##### Excerpt provided #####

The Supermarine Walrus (originally the Supermarine Seagull V) was a British single-engine amphibious biplane reconnaissance aircraft, designed by R. J. Mitchell and manufactured by Supermarine at Woolston, Southampton.

The Walrus first flew in 1933, the design effort having commenced as a private venture four years earlier. It shared its general arrangement with that of the earlier Supermarine Seagull. Having been designed to serve as a fleet spotter for catapult launching from cruisers or battleships, the aircraft was employed as a maritime patrol aircraft. The Walrus was the first British squadron-service aircraft to incorporate in one airframe a fully retractable main undercarriage, completely enclosed crew accommodation and an all-metal fuselage. Early aircraft featured the original metal hull design for its greater longevity in tropical conditions, while the later variant instead used a wooden hull to conserve the use of light alloys.

The first Seagull Vs entered service with the Royal Australian Air Force (RAAF) in 1935. The type was subsequently adopted by the Fleet Air Arm (FAA), Royal Air Force (RAF), Royal New Zealand Navy (RNZN), and Royal New Zealand Air Force (RNZAF). Walruses operated throughout the Second World War against submarines. The Walrus was adopted by the RAF Search and Rescue Force for recovering personnel from the sea. It was intended for the Walrus to be replaced by the more powerful Supermarine Sea Otter, but this was not implemented. 

Following the end of World War II, the Walrus continued to serve as a military aircraft, and some aircraft operated in a civil capacity in regions such as Australia and the Antarctic. It was largely succeeded by the first generation of rescue helicopters.

##### Records provided #####

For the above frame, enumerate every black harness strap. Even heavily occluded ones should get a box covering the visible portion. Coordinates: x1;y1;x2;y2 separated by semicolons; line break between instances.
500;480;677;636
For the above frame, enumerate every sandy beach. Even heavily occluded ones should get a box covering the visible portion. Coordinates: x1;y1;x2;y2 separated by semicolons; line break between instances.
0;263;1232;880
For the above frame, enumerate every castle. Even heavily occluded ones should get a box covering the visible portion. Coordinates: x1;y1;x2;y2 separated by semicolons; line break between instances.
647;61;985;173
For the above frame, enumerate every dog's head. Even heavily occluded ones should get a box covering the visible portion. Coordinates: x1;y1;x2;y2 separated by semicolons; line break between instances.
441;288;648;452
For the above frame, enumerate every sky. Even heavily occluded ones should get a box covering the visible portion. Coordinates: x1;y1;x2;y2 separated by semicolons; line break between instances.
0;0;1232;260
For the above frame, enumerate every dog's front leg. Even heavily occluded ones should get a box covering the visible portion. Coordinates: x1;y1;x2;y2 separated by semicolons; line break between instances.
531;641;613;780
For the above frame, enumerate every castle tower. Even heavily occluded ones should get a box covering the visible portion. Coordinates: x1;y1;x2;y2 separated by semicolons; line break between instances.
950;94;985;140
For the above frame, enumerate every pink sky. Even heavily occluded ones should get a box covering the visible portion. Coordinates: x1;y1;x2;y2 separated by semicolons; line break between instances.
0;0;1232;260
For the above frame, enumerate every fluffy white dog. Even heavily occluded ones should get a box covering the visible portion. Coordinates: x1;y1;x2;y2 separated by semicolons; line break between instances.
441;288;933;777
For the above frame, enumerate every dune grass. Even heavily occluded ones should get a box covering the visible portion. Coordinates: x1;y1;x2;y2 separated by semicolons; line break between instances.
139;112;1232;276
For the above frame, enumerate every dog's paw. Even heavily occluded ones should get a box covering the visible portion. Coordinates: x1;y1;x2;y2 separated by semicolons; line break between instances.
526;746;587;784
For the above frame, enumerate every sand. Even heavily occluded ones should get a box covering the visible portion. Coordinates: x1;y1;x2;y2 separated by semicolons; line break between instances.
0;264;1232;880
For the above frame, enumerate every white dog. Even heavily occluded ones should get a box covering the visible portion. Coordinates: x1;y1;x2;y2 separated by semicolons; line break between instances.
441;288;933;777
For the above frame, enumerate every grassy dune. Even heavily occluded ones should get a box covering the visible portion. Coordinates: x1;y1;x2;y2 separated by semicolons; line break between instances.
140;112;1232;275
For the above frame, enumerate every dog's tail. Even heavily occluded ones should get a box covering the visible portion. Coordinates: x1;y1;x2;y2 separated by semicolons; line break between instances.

#####

# Problem statement:
Copy the passage on the Supermarine Walrus from "The first Seagull" to "was not implemented.", substituting "World War II" for "Second World War". The records have no connection to the passage on the Supermarine Walrus.

# In response:
The first Seagull Vs entered service with the Royal Australian Air Force (RAAF) in 1935. The type was subsequently adopted by the Fleet Air Arm (FAA), Royal Air Force (RAF), Royal New Zealand Navy (RNZN), and Royal New Zealand Air Force (RNZAF). Walruses operated throughout the World War II against submarines. The Walrus was adopted by the RAF Search and Rescue Force for recovering personnel from the sea. It was intended for the Walrus to be replaced by the more powerful Supermarine Sea Otter, but this was not implemented.